### TASK DESCRIPTION
Every line from the one with "box: [212, 423, 258, 456]" through the end of the records below should be restated word for word, and nothing outside that span.

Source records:
╭──
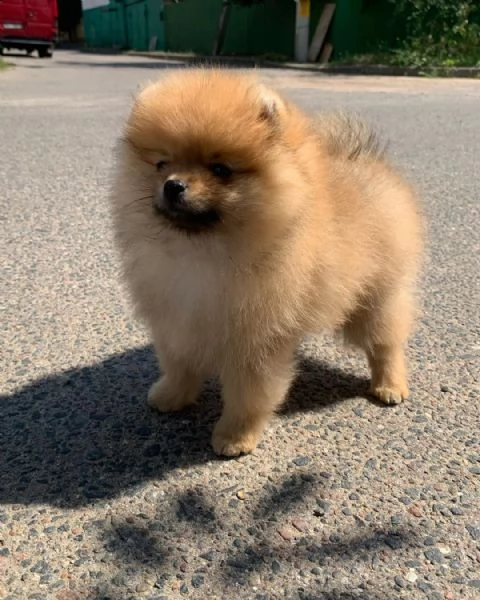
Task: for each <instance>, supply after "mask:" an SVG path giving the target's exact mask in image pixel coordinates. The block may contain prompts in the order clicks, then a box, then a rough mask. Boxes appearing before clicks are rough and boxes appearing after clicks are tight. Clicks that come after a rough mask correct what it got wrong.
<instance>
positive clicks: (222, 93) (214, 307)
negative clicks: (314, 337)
mask: <svg viewBox="0 0 480 600" xmlns="http://www.w3.org/2000/svg"><path fill="white" fill-rule="evenodd" d="M111 205H112V211H113V221H114V227H115V232H116V240H117V242H118V246H119V249H120V251H121V256H122V261H123V267H124V273H125V277H126V280H127V282H128V284H129V288H130V290H131V294H132V298H133V301H134V303H135V305H136V309H137V313H138V314H139V316H140V317H141V318H142V319H143V320H144V321H145V322H146V323H147V325H148V327H149V329H150V330H151V333H152V337H153V340H154V344H155V348H156V351H157V353H158V359H159V363H160V366H161V371H162V373H163V375H162V376H161V378H160V379H159V380H158V381H157V382H156V383H154V384H153V385H152V387H151V389H150V391H149V394H148V403H149V404H150V406H152V407H154V408H155V409H157V410H159V411H162V412H167V411H177V410H181V409H183V408H185V407H187V406H189V405H191V404H193V403H194V402H195V400H196V398H197V396H198V394H199V392H200V389H201V387H202V384H203V382H204V380H205V379H206V378H209V377H211V376H218V377H219V378H220V381H221V383H222V387H223V401H224V407H223V413H222V416H221V418H220V420H219V421H218V423H217V424H216V426H215V428H214V431H213V437H212V444H213V448H214V450H215V452H216V453H218V454H221V455H226V456H236V455H239V454H242V453H248V452H251V451H252V450H253V449H254V448H255V446H256V444H257V442H258V440H259V437H260V435H261V433H262V430H263V429H264V427H265V425H266V424H267V422H268V420H269V418H270V417H271V415H272V413H273V412H274V411H275V409H277V408H278V407H279V405H280V404H281V403H282V401H283V400H284V398H285V396H286V394H287V391H288V389H289V386H290V383H291V380H292V377H293V374H294V353H295V350H296V348H297V347H298V345H299V343H300V341H301V339H302V337H303V336H304V335H305V334H309V333H316V332H321V331H325V330H331V331H336V330H337V331H338V330H340V331H342V332H343V334H344V337H345V339H346V340H347V341H348V342H351V343H353V344H355V345H357V346H359V347H360V348H362V349H363V350H364V351H365V353H366V355H367V358H368V362H369V365H370V369H371V392H372V394H373V395H374V396H376V397H377V398H378V399H379V400H381V401H383V402H385V403H386V404H397V403H399V402H401V401H402V400H403V399H404V398H407V395H408V389H407V375H406V366H405V356H404V345H405V343H406V341H407V339H408V336H409V334H410V331H411V327H412V321H413V316H414V292H415V280H416V277H417V271H418V267H419V262H420V257H421V252H422V219H421V216H420V212H419V208H418V203H417V200H416V196H415V193H414V191H413V190H412V189H411V187H410V186H409V185H408V184H407V183H406V182H405V181H404V179H403V178H402V176H401V175H400V174H399V173H398V172H396V171H395V169H394V168H393V167H392V166H391V165H390V164H389V163H388V162H387V160H386V158H385V156H384V152H383V150H382V148H381V146H380V144H379V142H378V141H377V138H376V137H375V135H374V134H373V133H371V132H370V131H369V129H368V128H367V127H366V126H364V125H363V124H361V123H360V122H358V121H356V120H355V119H352V118H349V117H344V116H341V115H339V116H330V117H328V116H326V117H323V118H318V119H313V118H309V117H308V116H307V115H305V114H304V113H303V112H302V111H300V110H299V108H297V107H296V106H295V105H293V104H292V103H290V102H289V101H287V100H286V99H284V98H283V97H281V96H280V95H279V94H277V93H276V92H274V91H272V90H270V89H268V88H266V87H265V86H263V85H261V84H260V83H258V82H257V81H256V79H255V78H254V77H251V76H249V75H244V74H238V73H237V72H230V71H228V70H214V69H194V70H191V71H189V70H185V71H181V72H177V73H175V74H171V75H168V76H167V77H165V78H163V79H161V80H160V81H158V82H157V83H152V84H150V85H148V86H147V87H145V88H144V89H143V91H141V92H140V94H139V95H138V97H137V99H136V101H135V103H134V106H133V108H132V110H131V114H130V116H129V118H128V121H127V123H126V126H125V130H124V135H123V137H122V139H121V140H120V142H119V146H118V163H117V169H116V173H115V176H114V182H113V189H112V193H111Z"/></svg>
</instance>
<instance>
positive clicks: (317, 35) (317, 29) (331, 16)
mask: <svg viewBox="0 0 480 600" xmlns="http://www.w3.org/2000/svg"><path fill="white" fill-rule="evenodd" d="M334 12H335V4H333V3H329V4H325V6H324V7H323V11H322V14H321V15H320V19H319V20H318V24H317V28H316V29H315V33H314V35H313V39H312V43H311V44H310V50H309V52H308V60H309V61H310V62H315V61H316V60H317V58H318V55H319V53H320V50H321V49H322V46H323V42H324V41H325V38H326V37H327V32H328V28H329V27H330V23H331V22H332V18H333V13H334Z"/></svg>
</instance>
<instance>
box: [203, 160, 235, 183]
mask: <svg viewBox="0 0 480 600" xmlns="http://www.w3.org/2000/svg"><path fill="white" fill-rule="evenodd" d="M209 169H210V171H211V172H212V173H213V174H214V175H215V177H219V178H220V179H227V178H228V177H230V175H231V174H232V173H233V171H232V169H230V168H229V167H227V166H226V165H222V164H221V163H213V164H212V165H210V167H209Z"/></svg>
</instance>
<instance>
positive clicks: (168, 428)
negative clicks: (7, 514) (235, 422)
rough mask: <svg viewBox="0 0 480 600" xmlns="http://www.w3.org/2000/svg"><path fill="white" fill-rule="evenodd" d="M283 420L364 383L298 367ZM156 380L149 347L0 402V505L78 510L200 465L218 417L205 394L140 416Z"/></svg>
mask: <svg viewBox="0 0 480 600" xmlns="http://www.w3.org/2000/svg"><path fill="white" fill-rule="evenodd" d="M298 371H299V374H298V377H297V379H296V382H295V384H294V385H293V387H292V391H291V394H290V397H289V401H288V402H287V404H286V406H285V408H284V412H286V413H289V412H294V411H298V410H307V409H308V410H312V409H313V408H314V407H320V408H321V407H322V406H325V405H329V404H332V403H335V402H338V401H340V400H342V399H346V398H350V397H355V396H358V395H361V394H363V393H365V391H366V385H367V382H366V380H363V379H359V378H356V377H354V376H351V375H348V374H345V373H342V372H341V371H339V370H337V369H333V368H331V367H329V366H328V365H325V364H323V363H317V362H314V361H311V360H303V361H301V362H300V364H299V369H298ZM156 376H157V366H156V361H155V356H154V353H153V351H152V349H151V348H150V347H145V348H139V349H135V350H131V351H128V352H125V353H123V354H119V355H116V356H113V357H111V358H109V359H107V360H105V361H103V362H100V363H98V364H95V365H93V366H88V367H84V368H79V369H73V370H71V371H67V372H65V373H61V374H55V375H51V376H49V377H46V378H44V379H40V380H38V381H35V382H33V383H31V384H30V385H27V386H25V387H23V388H21V389H20V390H18V391H17V392H15V393H13V394H11V395H8V396H3V397H2V398H0V447H1V452H0V502H1V503H23V504H30V503H50V504H53V505H59V506H63V507H74V506H82V505H85V504H87V503H89V502H92V501H98V500H100V499H102V498H104V499H107V498H111V497H114V496H117V495H119V494H120V493H124V492H126V491H128V490H131V489H132V488H133V489H136V488H137V487H138V486H139V485H142V484H143V483H144V482H145V481H147V480H149V479H151V478H156V479H161V478H162V477H165V476H166V475H167V474H168V472H169V471H170V470H171V469H174V468H176V467H179V466H187V465H194V464H201V463H205V462H207V461H209V460H214V459H215V457H214V455H213V452H212V450H211V447H210V435H211V430H212V426H213V423H214V421H215V420H216V419H217V418H218V416H219V413H220V408H221V407H220V395H219V389H218V387H217V386H216V385H215V384H212V383H211V384H207V386H206V388H205V393H204V398H202V401H201V403H200V406H198V407H197V408H195V409H193V410H191V411H187V412H185V413H180V414H179V413H177V414H174V415H160V414H157V413H154V412H153V411H151V410H149V409H148V408H146V406H145V397H146V392H147V389H148V386H149V385H150V383H151V382H152V381H153V380H154V379H155V377H156Z"/></svg>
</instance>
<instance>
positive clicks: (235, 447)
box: [212, 423, 258, 456]
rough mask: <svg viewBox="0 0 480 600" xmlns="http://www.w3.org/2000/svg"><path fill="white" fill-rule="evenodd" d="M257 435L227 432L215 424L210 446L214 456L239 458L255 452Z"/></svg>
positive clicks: (257, 439) (236, 432)
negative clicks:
╰──
### WORKED SOLUTION
box: [212, 423, 258, 456]
rough mask: <svg viewBox="0 0 480 600" xmlns="http://www.w3.org/2000/svg"><path fill="white" fill-rule="evenodd" d="M257 435L227 432L215 424L210 446L214 456L239 458L255 452Z"/></svg>
positive clicks: (257, 439) (236, 432)
negative clicks:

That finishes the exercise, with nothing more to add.